| Directions for this task |
Word for word, restate every record.

───── Entries shown ─────

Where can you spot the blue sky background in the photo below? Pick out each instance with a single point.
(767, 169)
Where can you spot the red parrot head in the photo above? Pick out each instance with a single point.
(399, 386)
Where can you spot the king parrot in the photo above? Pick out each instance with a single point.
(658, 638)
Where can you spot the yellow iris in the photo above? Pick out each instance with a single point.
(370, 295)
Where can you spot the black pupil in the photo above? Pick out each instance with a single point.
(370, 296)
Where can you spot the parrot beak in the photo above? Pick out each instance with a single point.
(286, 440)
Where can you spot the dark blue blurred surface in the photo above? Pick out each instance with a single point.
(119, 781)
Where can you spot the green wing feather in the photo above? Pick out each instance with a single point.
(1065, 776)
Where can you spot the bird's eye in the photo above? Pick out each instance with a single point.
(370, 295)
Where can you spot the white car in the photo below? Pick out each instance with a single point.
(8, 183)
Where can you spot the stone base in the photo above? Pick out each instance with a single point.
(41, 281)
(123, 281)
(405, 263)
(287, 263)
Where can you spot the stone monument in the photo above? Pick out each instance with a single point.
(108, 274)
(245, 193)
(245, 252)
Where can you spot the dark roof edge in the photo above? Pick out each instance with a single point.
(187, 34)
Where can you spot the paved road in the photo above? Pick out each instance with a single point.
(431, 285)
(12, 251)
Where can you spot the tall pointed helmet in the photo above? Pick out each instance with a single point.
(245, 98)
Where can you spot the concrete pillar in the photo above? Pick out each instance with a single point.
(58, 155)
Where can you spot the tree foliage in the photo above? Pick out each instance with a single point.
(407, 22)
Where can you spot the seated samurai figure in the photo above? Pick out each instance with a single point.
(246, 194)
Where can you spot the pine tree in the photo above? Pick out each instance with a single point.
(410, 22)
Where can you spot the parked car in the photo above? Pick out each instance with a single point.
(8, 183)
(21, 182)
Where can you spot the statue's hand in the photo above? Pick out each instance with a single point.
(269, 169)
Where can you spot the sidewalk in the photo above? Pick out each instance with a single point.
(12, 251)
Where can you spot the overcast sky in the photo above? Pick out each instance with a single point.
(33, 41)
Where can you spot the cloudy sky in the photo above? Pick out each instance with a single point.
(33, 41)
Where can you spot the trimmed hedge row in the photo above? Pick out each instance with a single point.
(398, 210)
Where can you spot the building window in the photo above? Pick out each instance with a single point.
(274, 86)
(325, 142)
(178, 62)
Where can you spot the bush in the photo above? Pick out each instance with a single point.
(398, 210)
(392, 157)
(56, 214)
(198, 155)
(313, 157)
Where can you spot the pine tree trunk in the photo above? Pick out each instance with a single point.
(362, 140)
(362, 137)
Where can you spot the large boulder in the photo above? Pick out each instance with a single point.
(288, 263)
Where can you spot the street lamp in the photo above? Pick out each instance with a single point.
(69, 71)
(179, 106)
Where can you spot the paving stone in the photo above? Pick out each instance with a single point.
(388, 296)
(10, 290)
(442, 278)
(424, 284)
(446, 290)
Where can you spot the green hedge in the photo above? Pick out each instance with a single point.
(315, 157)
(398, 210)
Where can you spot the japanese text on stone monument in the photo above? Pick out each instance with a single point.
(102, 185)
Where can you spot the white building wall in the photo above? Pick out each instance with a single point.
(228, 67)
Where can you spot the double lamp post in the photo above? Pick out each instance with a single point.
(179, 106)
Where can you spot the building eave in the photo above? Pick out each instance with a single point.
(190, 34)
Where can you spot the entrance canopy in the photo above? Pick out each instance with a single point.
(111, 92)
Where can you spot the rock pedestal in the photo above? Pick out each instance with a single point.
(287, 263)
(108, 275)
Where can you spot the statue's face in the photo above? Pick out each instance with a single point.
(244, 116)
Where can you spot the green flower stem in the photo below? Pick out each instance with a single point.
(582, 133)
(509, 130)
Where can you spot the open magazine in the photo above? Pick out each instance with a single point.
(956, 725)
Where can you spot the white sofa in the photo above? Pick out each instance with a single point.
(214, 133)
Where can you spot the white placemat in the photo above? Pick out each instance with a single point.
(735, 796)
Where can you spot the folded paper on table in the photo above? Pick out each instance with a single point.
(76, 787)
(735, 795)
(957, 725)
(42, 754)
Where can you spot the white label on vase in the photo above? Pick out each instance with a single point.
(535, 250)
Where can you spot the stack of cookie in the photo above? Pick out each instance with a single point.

─────

| Answer to this exercise |
Where can you spot the blue sky background in the photo below? Pick out each instance with a single point.
(767, 169)
Where can you spot the red parrot head in the photo above? Pick out each instance with a single point.
(399, 386)
Where can you spot the king parrot in the photo above? Pick out each instance with a single point.
(658, 638)
Where can you spot the yellow iris in the photo above? Pick out each instance with a single point.
(370, 295)
Where can you spot the black pupil in the photo above? Pick out each instance with a single point.
(370, 296)
Where can you spot the parrot beak in the photo above? Pick out each instance with a single point.
(286, 440)
Where can you spot the dark blue blurred surface in the photo above? Pick out each instance with a single point.
(119, 781)
Where can you spot the green wing feather in the photo above? Pick out each instance with a single point.
(1065, 776)
Where can you spot the bird's eye in the photo above? Pick out each instance with a single point.
(370, 295)
Where can you spot the white car in the photo below? Pick out each instance with a single point.
(8, 183)
Where can you spot the stone base in the photo above? Pick out each instance with a single point.
(41, 281)
(123, 281)
(405, 263)
(287, 263)
Where can you spot the stone monument in the photo above? Pick out each instance with a single point.
(108, 274)
(245, 193)
(245, 252)
Where can you spot the dark roof edge in the photo above? Pick out each instance with a single point.
(187, 34)
Where can you spot the paved road in the photo above? Pick out each instance with a single point.
(431, 285)
(12, 251)
Where can you spot the tall pointed helmet in the photo above? Pick out each instance with a single point.
(245, 98)
Where can you spot the concrete pillar in the photo above? Pick out each instance with a single point.
(58, 155)
Where can you spot the tree foliage in the photo above? Pick out each instance with a single point.
(407, 22)
Where can you spot the seated samurai figure in the photo above? Pick out each instance with a single point.
(246, 194)
Where can you spot the pine tree in the photo above? Pick out each instance with a single point.
(410, 22)
Where can you spot the parked car in the photo above? Pick out each instance with a single point.
(8, 183)
(21, 182)
Where can you spot the statue's hand in the photo above? Pick out each instance with a single point.
(269, 169)
Where can you spot the sidewalk in the photo above? Pick out each instance with a single point.
(12, 251)
Where can you spot the overcast sky in the photo above? Pick out each instance with a single point.
(33, 41)
Where can you spot the cloudy sky in the photo above? Pick out each instance with a single point.
(33, 41)
Where can you spot the trimmed hedge row in the photo above? Pick out each instance with a single point.
(398, 210)
Where can you spot the building window in the photo above? Pick out each instance with a single point.
(274, 86)
(325, 142)
(178, 62)
Where can you spot the bush in the photo above? Pick out each instance with a single point.
(398, 210)
(392, 157)
(56, 214)
(198, 155)
(313, 157)
Where can you spot the pine tree trunk in the photo above? Pick out each instance with a single point.
(362, 140)
(362, 137)
Where can you spot the large boulder in the photo above? Pick out each instance with a single point.
(288, 263)
Where can you spot the street lamp in the photo above? Pick out each instance with a single point.
(69, 71)
(179, 106)
Where can you spot the paving stone in the photo above? Pick out each instance with a single point.
(388, 296)
(10, 290)
(442, 278)
(424, 284)
(446, 290)
Where can you spot the green hedge in the photo above? Pick out each instance with a single point.
(315, 157)
(398, 210)
Where can you spot the japanese text on stone monument in the photo above? Pick out each instance with a single point.
(102, 185)
Where can you spot the white building wall in the photo above? Pick out each instance with a single point.
(228, 67)
Where can you spot the double lamp post in the photo above? Pick out each instance with a single point.
(179, 106)
Where can you spot the building eave in the photo above? Pick out each instance with a single point.
(190, 34)
Where can you spot the entrance canopy in the photo above? Pick out each instance with a single point.
(111, 92)
Where can you spot the rock pedestal in the photo above? Pick out each instance with a single point.
(287, 263)
(108, 275)
Where can you spot the statue's face in the photo above? Pick out each instance with a single point.
(244, 116)
Where can you spot the green flower stem in the photo below? Pick out each instance with a single point.
(582, 133)
(509, 130)
Where can you spot the open magazine in the photo above? Pick out each instance with a single point.
(956, 725)
Where can you spot the white sofa in the photo above? Pick out each instance with a single point.
(214, 133)
Where can you spot the white placemat in the photo above? Pick out each instance with a single point.
(735, 796)
Where can you spot the folded paper on table in the photo above? Pick out each instance with a single point.
(76, 787)
(735, 795)
(957, 725)
(42, 754)
Where can you spot the white label on vase in the photo above? Pick out each instance with a single point.
(535, 250)
Where can you spot the stack of cookie in the photo above? Pick out each instance with a single point.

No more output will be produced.